Saved entries
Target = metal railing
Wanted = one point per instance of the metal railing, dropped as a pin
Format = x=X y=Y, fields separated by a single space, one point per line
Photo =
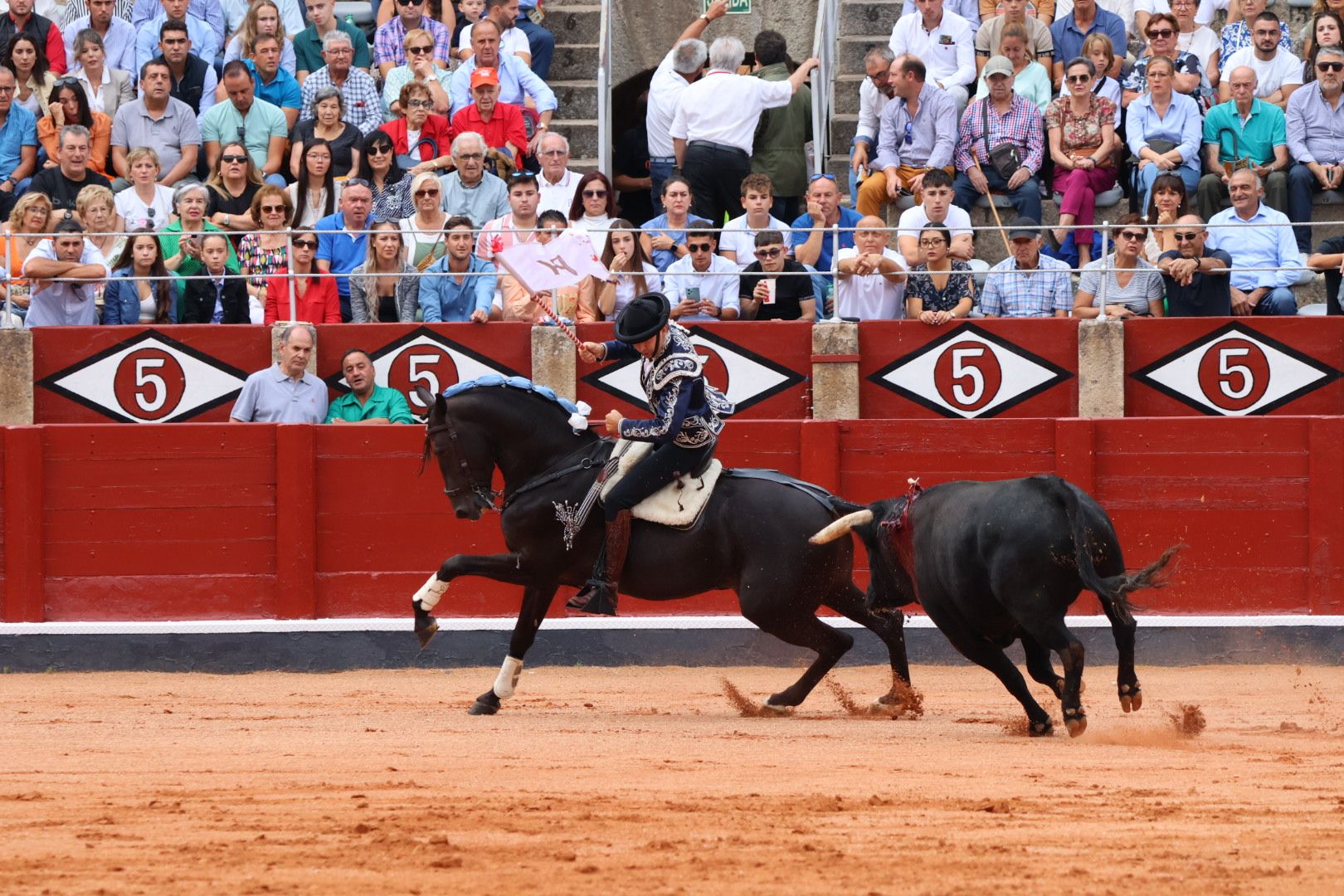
x=824 y=43
x=604 y=88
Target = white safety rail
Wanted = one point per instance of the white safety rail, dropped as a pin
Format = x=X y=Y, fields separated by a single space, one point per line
x=824 y=46
x=604 y=88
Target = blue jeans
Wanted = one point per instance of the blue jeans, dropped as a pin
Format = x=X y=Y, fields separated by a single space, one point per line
x=542 y=43
x=1025 y=199
x=1278 y=303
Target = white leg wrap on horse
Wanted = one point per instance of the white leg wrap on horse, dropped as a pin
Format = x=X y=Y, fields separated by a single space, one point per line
x=431 y=592
x=507 y=680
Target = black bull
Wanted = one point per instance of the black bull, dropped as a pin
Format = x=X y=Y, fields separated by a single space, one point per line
x=995 y=562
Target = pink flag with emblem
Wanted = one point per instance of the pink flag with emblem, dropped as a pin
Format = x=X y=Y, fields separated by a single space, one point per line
x=565 y=261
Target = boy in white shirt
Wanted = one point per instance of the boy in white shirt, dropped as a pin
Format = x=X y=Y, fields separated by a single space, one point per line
x=871 y=281
x=737 y=242
x=937 y=208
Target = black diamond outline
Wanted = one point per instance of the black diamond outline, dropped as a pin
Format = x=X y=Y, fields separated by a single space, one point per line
x=791 y=377
x=121 y=416
x=1144 y=373
x=1058 y=373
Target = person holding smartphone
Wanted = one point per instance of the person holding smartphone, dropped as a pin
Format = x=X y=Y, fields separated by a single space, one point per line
x=704 y=285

→ INSTRUCTIONS FOR THE TASK
The expected output is each line of the records above that includes the word "flag".

→ RESULT
Target = pink flag with emblem
Wanted = one point per instance of the pink flag with emblem, dropped as a pin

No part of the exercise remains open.